==== Data to use ====

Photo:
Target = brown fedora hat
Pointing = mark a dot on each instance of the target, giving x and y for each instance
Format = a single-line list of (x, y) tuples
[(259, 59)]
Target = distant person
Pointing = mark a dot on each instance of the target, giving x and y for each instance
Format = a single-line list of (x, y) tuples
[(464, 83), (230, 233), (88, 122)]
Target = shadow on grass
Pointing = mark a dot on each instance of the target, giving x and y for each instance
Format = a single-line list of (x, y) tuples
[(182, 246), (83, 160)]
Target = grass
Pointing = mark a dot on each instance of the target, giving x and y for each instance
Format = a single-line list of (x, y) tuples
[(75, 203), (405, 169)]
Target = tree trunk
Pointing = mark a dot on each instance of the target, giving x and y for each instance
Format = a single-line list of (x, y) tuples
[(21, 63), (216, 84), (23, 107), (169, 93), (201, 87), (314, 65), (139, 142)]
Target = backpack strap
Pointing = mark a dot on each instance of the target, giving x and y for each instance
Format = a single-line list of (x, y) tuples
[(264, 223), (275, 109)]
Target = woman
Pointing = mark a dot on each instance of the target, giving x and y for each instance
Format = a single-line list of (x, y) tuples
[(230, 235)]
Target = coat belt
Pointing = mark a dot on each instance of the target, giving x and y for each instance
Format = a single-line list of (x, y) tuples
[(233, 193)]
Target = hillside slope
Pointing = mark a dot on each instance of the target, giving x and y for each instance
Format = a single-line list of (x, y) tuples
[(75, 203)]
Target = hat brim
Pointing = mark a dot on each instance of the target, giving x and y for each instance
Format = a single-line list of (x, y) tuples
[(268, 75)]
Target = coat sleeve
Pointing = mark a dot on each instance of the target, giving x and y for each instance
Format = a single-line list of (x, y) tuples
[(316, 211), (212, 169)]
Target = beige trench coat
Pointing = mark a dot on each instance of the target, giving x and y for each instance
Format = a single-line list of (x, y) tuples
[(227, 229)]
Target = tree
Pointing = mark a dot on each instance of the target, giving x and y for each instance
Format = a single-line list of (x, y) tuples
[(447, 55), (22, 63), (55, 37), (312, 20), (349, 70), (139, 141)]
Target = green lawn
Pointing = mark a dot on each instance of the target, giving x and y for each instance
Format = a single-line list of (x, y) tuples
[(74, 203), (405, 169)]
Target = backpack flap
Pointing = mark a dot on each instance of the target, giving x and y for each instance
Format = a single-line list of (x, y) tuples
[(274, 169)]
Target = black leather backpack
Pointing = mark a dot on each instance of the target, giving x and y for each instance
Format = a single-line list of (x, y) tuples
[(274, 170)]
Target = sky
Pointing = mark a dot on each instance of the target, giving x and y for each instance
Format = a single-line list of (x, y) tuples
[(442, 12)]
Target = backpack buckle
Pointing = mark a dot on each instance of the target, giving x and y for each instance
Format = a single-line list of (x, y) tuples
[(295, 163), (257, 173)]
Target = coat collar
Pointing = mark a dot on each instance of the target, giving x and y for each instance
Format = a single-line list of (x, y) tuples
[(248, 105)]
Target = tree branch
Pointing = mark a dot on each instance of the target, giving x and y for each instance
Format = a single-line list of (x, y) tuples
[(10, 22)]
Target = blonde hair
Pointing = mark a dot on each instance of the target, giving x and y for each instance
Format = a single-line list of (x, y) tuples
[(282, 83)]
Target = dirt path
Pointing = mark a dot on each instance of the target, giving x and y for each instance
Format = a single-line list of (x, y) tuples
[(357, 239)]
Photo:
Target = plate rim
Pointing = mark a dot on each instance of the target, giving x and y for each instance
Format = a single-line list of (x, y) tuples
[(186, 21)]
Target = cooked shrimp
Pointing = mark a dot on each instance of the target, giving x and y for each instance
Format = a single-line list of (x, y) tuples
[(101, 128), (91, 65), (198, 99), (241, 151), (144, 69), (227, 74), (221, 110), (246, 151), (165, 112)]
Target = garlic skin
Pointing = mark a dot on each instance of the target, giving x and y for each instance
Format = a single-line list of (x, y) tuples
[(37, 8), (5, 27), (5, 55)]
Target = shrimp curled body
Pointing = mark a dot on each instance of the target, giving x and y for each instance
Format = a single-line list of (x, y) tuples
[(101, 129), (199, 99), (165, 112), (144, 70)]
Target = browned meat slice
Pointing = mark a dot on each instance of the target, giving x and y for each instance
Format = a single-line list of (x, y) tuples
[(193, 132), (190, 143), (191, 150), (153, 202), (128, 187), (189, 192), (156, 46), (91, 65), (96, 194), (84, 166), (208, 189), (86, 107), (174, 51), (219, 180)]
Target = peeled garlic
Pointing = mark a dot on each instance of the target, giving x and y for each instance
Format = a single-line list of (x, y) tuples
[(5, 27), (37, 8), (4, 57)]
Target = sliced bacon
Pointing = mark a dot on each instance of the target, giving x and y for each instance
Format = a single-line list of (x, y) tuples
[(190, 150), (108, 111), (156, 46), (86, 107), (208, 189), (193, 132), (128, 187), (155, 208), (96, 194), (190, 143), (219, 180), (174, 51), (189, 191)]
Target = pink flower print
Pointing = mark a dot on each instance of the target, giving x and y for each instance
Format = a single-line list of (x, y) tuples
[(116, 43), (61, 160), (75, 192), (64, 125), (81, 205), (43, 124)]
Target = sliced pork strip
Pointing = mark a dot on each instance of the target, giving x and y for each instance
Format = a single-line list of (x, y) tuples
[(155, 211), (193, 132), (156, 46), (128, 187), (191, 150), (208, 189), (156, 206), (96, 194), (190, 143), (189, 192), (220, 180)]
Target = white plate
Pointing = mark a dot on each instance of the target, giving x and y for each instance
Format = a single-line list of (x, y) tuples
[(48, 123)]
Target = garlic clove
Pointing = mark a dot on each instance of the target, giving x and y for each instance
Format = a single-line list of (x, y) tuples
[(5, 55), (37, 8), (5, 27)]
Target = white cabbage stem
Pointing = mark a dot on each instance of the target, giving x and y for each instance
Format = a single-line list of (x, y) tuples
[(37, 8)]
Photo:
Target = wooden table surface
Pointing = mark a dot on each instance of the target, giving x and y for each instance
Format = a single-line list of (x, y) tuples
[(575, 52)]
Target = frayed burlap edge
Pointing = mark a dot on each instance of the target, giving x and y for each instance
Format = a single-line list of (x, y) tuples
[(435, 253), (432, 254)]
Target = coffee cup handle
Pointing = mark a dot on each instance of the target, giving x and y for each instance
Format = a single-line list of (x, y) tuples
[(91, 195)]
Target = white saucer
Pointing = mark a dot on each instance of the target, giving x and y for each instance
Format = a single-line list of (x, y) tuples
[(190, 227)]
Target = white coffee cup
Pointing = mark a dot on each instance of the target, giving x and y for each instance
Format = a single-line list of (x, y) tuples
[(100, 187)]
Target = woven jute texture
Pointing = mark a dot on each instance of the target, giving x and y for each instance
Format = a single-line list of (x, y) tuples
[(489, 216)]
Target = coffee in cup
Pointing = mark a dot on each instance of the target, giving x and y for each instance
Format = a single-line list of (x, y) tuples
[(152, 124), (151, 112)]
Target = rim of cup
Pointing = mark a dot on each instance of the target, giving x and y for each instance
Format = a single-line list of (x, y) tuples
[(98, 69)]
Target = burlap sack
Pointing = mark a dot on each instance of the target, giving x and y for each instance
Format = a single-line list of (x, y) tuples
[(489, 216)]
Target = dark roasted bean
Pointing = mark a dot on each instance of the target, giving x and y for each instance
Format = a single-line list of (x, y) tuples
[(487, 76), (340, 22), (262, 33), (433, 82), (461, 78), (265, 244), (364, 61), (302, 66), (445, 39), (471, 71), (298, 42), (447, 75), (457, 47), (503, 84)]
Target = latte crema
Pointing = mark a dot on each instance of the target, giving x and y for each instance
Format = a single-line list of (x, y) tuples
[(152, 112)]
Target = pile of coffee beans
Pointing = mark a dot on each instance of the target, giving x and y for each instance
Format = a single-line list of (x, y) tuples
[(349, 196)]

====

**Directions for this task**
Copy the records from the line with "Target = coat belt" up to and including the line with "[(248, 105)]", reproducing every line in that range verbatim.

**Solution for this exercise**
Target = coat belt
Pointing = mark a dot on each instance of the target, giving x and y for each instance
Format = a single-line list of (x, y) tuples
[(233, 193)]
Target = hillside slope
Pointing = mark a dot on each instance of the target, giving x and y for each instance
Format = a single-line list of (x, y) tuples
[(75, 203)]
Target = hat brim
Pointing = mark a dot on each instance of the target, giving x and y for each instance
Format = a single-line list of (x, y) tuples
[(268, 75)]
Target = coat sleeve
Pointing = mark a dot on each instance of the target, giving x and y for each instance
Format = a single-line list of (x, y) tuples
[(316, 211), (212, 169)]
Target = beige trench coat
Pointing = mark a dot on each instance of the target, giving x and y for each instance
Format = a single-line list of (x, y) tuples
[(227, 229)]
Target = tree
Pointing = mark a dot on each instance of the target, giving x and y for each instance
Format = a single-line list of (x, y) tuples
[(447, 55), (22, 63), (55, 37), (312, 20), (349, 70), (139, 141)]
Target = green lawn
Pointing = mark a dot on each instance of the target, giving x and y for each instance
Format = a single-line list of (x, y) tuples
[(74, 203), (405, 169)]
Target = backpack flap
Pointing = mark a dot on each instance of the target, giving x and y for each instance
Format = a single-line list of (x, y) tuples
[(274, 169)]
Target = black leather backpack
Pointing = mark a dot on each instance of the target, giving x and y for each instance
Format = a single-line list of (x, y) tuples
[(274, 170)]
Target = sky
Pointing = mark a dot on each instance of the target, giving x and y for each instance
Format = a single-line list of (x, y) tuples
[(442, 12)]
Target = backpack buckle
Pointing = mark a dot on each instance of the target, giving x and y for each instance
Format = a single-line list of (x, y) tuples
[(295, 163), (257, 173)]
Target = coat collar
Pointing = mark a dot on each instance of the target, giving x and y for each instance
Format = a single-line list of (x, y) tuples
[(248, 105)]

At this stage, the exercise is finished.